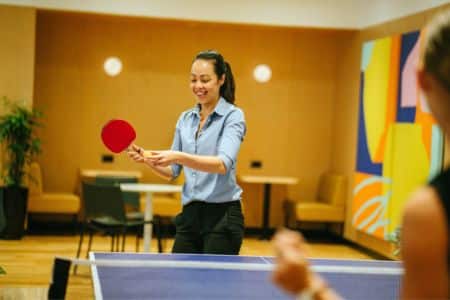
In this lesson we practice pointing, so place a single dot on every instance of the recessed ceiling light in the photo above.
(112, 66)
(262, 73)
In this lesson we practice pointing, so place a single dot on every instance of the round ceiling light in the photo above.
(262, 73)
(112, 66)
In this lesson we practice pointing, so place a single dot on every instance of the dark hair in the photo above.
(221, 67)
(436, 56)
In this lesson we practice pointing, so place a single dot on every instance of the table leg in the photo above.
(266, 213)
(148, 226)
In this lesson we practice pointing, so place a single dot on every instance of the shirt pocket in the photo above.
(187, 141)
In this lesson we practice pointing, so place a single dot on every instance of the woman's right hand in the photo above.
(136, 153)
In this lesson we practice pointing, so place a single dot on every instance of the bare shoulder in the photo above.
(424, 205)
(424, 246)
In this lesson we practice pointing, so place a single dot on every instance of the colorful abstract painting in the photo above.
(399, 144)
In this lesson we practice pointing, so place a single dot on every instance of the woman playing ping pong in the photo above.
(426, 219)
(206, 145)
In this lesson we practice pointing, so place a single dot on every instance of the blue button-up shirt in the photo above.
(220, 136)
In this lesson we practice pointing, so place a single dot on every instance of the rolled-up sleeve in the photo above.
(176, 146)
(232, 137)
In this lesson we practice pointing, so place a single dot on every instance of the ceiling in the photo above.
(343, 14)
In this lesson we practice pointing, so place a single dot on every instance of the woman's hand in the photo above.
(163, 158)
(136, 153)
(292, 271)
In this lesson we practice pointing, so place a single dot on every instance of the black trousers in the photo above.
(213, 228)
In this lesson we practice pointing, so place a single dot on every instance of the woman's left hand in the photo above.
(163, 158)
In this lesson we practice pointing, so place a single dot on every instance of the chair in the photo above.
(131, 199)
(165, 207)
(49, 203)
(132, 202)
(328, 206)
(104, 211)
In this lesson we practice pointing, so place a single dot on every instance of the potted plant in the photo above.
(17, 135)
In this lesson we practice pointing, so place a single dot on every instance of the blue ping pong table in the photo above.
(187, 283)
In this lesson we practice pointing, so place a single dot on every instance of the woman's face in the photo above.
(204, 82)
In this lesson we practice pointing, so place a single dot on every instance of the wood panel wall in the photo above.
(289, 119)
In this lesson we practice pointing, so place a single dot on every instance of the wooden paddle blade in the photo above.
(117, 135)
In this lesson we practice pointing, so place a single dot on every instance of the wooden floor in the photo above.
(28, 262)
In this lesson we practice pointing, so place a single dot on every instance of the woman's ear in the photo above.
(423, 80)
(222, 80)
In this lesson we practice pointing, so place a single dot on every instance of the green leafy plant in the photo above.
(395, 238)
(17, 133)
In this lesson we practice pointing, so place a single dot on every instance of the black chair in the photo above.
(104, 211)
(131, 200)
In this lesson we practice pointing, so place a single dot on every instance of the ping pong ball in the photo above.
(112, 66)
(262, 73)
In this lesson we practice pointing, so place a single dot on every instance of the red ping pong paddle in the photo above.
(117, 135)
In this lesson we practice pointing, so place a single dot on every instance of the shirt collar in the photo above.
(221, 108)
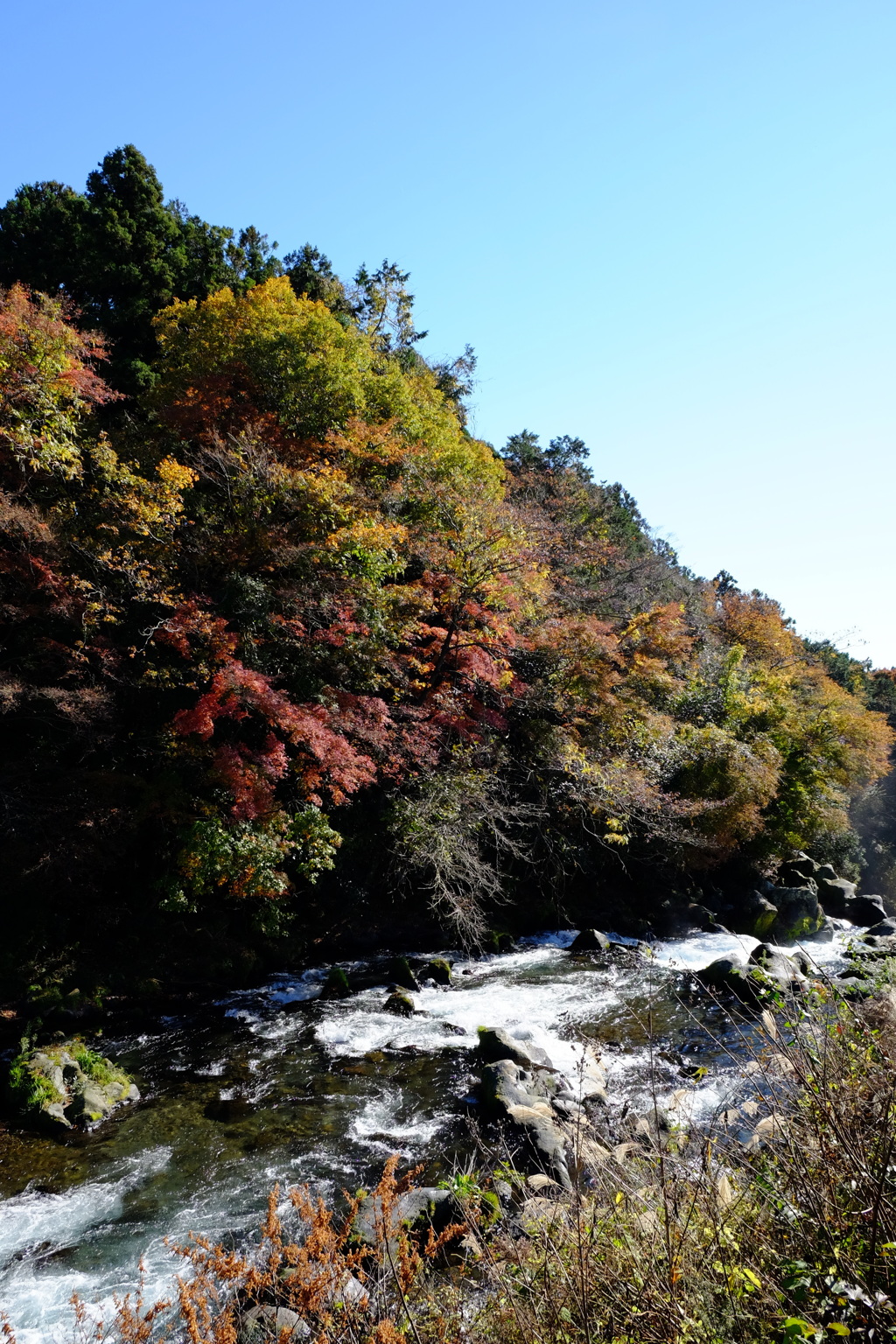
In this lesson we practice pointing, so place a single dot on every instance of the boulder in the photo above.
(800, 915)
(797, 872)
(336, 984)
(886, 929)
(778, 967)
(416, 1208)
(514, 1096)
(66, 1085)
(496, 1043)
(833, 894)
(402, 975)
(590, 940)
(825, 933)
(865, 910)
(399, 1004)
(757, 917)
(437, 970)
(728, 976)
(263, 1324)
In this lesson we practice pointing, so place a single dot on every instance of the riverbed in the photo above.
(271, 1085)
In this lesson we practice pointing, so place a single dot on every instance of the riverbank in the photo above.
(276, 1083)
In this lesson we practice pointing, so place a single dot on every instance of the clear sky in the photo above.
(667, 226)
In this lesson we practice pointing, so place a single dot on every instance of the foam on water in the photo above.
(516, 992)
(90, 1238)
(700, 949)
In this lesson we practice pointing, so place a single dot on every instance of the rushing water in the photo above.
(273, 1085)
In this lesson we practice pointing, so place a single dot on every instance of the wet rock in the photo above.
(833, 895)
(865, 910)
(520, 1100)
(797, 872)
(886, 929)
(778, 967)
(402, 975)
(348, 1291)
(755, 917)
(416, 1208)
(496, 1043)
(263, 1324)
(825, 933)
(66, 1085)
(728, 976)
(336, 984)
(438, 970)
(800, 915)
(399, 1004)
(590, 940)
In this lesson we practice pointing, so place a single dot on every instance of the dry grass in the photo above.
(775, 1221)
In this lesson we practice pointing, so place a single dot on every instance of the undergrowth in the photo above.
(774, 1221)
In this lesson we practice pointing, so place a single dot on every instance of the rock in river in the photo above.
(66, 1085)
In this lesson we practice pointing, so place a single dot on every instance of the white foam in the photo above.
(378, 1125)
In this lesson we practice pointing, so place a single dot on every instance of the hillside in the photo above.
(290, 657)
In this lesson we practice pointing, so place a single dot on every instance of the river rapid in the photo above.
(273, 1085)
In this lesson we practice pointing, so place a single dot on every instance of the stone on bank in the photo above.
(66, 1085)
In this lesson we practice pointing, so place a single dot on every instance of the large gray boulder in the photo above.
(865, 910)
(590, 940)
(514, 1097)
(755, 917)
(886, 929)
(797, 872)
(800, 915)
(494, 1043)
(833, 894)
(777, 967)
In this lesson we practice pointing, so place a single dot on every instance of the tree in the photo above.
(120, 253)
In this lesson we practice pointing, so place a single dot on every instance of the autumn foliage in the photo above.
(261, 617)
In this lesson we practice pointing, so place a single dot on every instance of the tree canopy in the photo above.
(276, 626)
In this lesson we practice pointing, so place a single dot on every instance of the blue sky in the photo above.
(667, 228)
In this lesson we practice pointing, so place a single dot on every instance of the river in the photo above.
(273, 1085)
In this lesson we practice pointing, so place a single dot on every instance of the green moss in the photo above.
(402, 975)
(438, 970)
(97, 1066)
(336, 984)
(30, 1088)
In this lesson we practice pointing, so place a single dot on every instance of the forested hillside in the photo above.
(289, 654)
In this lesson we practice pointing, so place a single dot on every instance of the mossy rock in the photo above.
(402, 975)
(437, 970)
(336, 984)
(66, 1085)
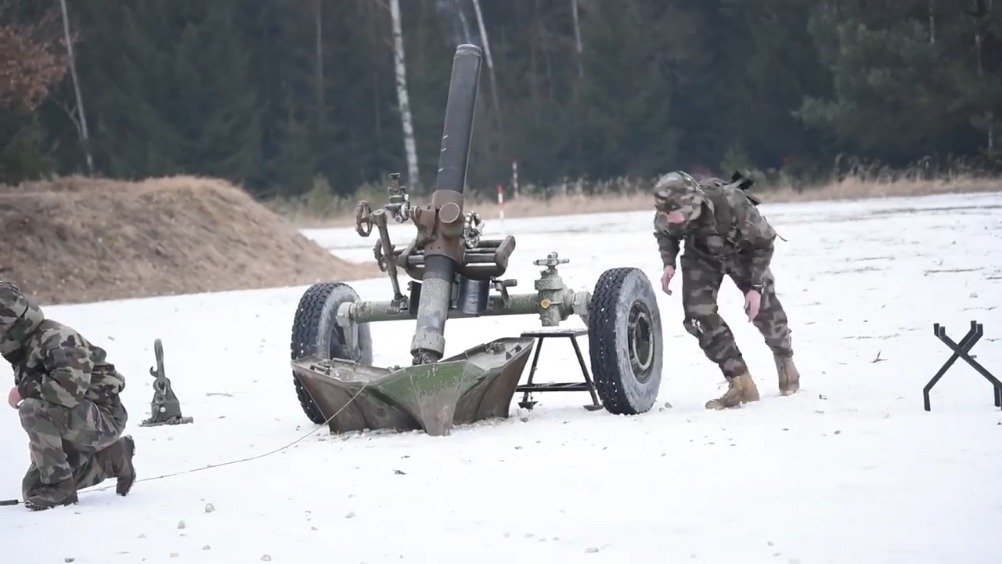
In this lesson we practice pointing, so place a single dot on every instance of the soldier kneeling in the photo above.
(67, 398)
(723, 234)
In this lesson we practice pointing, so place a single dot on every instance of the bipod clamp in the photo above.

____

* [AIM OF THE EXERCISE]
In your copy of the records, include no pictures; repeat everything else exactly.

* [EXERCISE RESULT]
In this lesson we practice pointing, so place a single dot on every instance of the recessed ceiling light in the photo above.
(112, 66)
(262, 73)
In this lesson we practice pointing, so place a single dot on every instance of the round ceiling light in the photo above.
(262, 73)
(112, 66)
In this lesson we practice pointing, so place a single dot on every instance of the dark hair in the photo above.
(221, 67)
(436, 56)
In this lesson we practice pointing, so place a single dot on every instance of the table leg in the photo above.
(266, 213)
(148, 226)
In this lesson we practice pointing, so place a single dot on every instance of the shirt pocket in the photo above.
(187, 141)
In this lesson we practice pointing, so place a single dot on every instance of the woman's right hand in the photo above.
(136, 153)
In this lesson we practice pointing, so place a single dot on every instance of the bare shoulder in the photo above.
(424, 205)
(424, 246)
In this lesson we practice pointing, so place a single dot on every instance of the colorful abstract painting in the photo above.
(399, 144)
In this lesson we practice pointing, so place a single dot on every instance of the woman playing ping pong in the photo above.
(426, 219)
(206, 145)
In this lesson we practice pointing, so place a single dot on every instance of the blue button-up shirt in the photo above.
(220, 136)
In this lesson we practice pointing, so place a single dot on every instance of the rolled-up sleeve in the photo above.
(176, 146)
(232, 137)
In this lesson we practice pointing, so place a single dot on every instance of the ceiling in the photo above.
(343, 14)
In this lesson we practice pointing, so place a single dot on every instance of the woman's hand in the photo above.
(163, 158)
(136, 153)
(292, 271)
In this lesson we practice pointing, so place a single dot on every instance of the black trousers in the photo above.
(213, 228)
In this lesson we practice pointing, so place a single dot on every instance of the woman's left hand in the photo above.
(163, 158)
In this lesson we practice pointing, so place a single dot on every instance of the chair in the photo above.
(131, 199)
(165, 207)
(49, 203)
(132, 202)
(328, 206)
(104, 211)
In this lesson we practice pointing, so place a single dot on every instance of the potted plant in the photo above.
(17, 135)
In this lesson we practice pointing, so place a single dot on every instance of the blue ping pong table in the photo above.
(187, 283)
In this lesson we practice pointing, so place a single dot on every instance of the woman's face in the photo above.
(204, 82)
In this lesson we practice pointing, so place a single dot on every instance of the wood panel wall in the photo above.
(289, 119)
In this lesson we practice pointing, so place a single dot on every instance of the wooden paddle blade in the photo above.
(117, 135)
In this lesson we practice pointing, so place a single dot on every instance of the wooden floor in the photo above.
(28, 262)
In this lesson we practice pointing, so place a single dot on every instance of the woman's ear in the photo above.
(423, 80)
(222, 80)
In this lesson we practice pointing, so place a single dot on every instance of the green leafy plant in the photo above.
(395, 238)
(17, 133)
In this lesson we practice pointing, so place a single dot on every instance of the black chair in the photo above.
(104, 211)
(131, 200)
In this lesson we practice pointing, so place a single dot on every instance of the ping pong ball in the photo above.
(112, 66)
(262, 73)
In this lesson we practice pointing, so place a single dot on every instance of the red ping pong paddle in the photo above.
(117, 135)
In this lesson we practice pointing, so place a single dot on every instance of the shirt collar in the photo above.
(221, 108)
In this lesson we practice pointing, so place a single dot on every instance of the boulder in the photo above.
(800, 915)
(797, 872)
(336, 984)
(886, 929)
(778, 967)
(416, 1208)
(514, 1096)
(66, 1085)
(496, 1043)
(833, 894)
(402, 975)
(590, 940)
(825, 933)
(865, 910)
(399, 1004)
(757, 917)
(437, 970)
(728, 976)
(263, 1324)
In this lesson we practice pointing, so place a single dot on every instance of the riverbed in the photo above.
(271, 1085)
In this lesson we practice pointing, so place a single dot on every instance of the riverbank in the photo above.
(276, 1083)
In this lesson we practice pointing, so place a single dot on every instance of the clear sky in the photo above.
(667, 226)
In this lesson we practice pointing, so place a single dot on every instance of the foam on water in the photo above.
(516, 992)
(90, 1238)
(700, 949)
In this lesson we practice pointing, so place a single dot on every instance of the rushing water in the photo above.
(273, 1085)
In this lesson we practice pointing, so place a single dot on every instance of the wet rock in the photo above.
(833, 895)
(865, 910)
(520, 1100)
(797, 872)
(886, 929)
(778, 967)
(402, 975)
(348, 1291)
(755, 917)
(416, 1208)
(496, 1043)
(263, 1324)
(825, 933)
(66, 1085)
(728, 976)
(336, 984)
(438, 970)
(800, 915)
(399, 1004)
(590, 940)
In this lesson we practice pointing, so place a single dot on every instance of the dry grass in the photo above.
(775, 1221)
In this lesson we practice pointing, so place a single dot on every instance of the undergrowth in the photo above.
(774, 1221)
In this lesson we practice pointing, so place a single dot on every instance of the rock in river in the photo above.
(66, 1085)
In this lesson we practice pointing, so place a single dot on every instance of the white foam in the photo above.
(378, 1125)
In this lesson we practice pointing, so place a single dot on every instance of the hillside in the photo above.
(290, 657)
In this lesson we practice pointing, so place a single dot on every instance of the river rapid in the photo above.
(273, 1085)
In this lesson we practice pointing, so place a single dot on every instance of the stone on bank in the photo above.
(66, 1085)
In this lesson we practice pointing, so place a single dot on every instance of the large gray boulder in the photo above.
(865, 910)
(590, 940)
(514, 1097)
(755, 917)
(886, 929)
(797, 872)
(800, 915)
(494, 1043)
(833, 894)
(777, 967)
In this lesson we practice pointing, so place a single dot on every instance of the tree in the photo above.
(120, 253)
In this lesson we practice pointing, so place a single dot on every instance of the autumn foliage in the photo above.
(261, 617)
In this lesson we practice pointing, so place a single dot on every instance of the tree canopy in the photo above.
(276, 626)
In this lesson we practice pointing, so place a single dot on every instance of the blue sky in the photo above.
(667, 228)
In this lesson we practice pointing, so place a single dot on every instance of the river in the photo above.
(273, 1085)
In this lesson we practice pointing, so place a single dot on every instance of the green moss in the photo above.
(402, 975)
(438, 970)
(97, 1066)
(336, 984)
(30, 1088)
In this lesson we practice pointing, so place a single dot on every instance of the forested hillside in the photo above.
(289, 654)
In this lesson we practice pointing, so place a single dot on every instance of the mossy rock in the photo above.
(402, 975)
(437, 970)
(336, 984)
(66, 1085)
In this lesson we practice pointing, so place a single dot on every instance of the soldier kneeling in the photo above.
(67, 398)
(723, 234)
In this lesson we practice pointing, so place a single dot on every instance of the bipod clamp in the photo above.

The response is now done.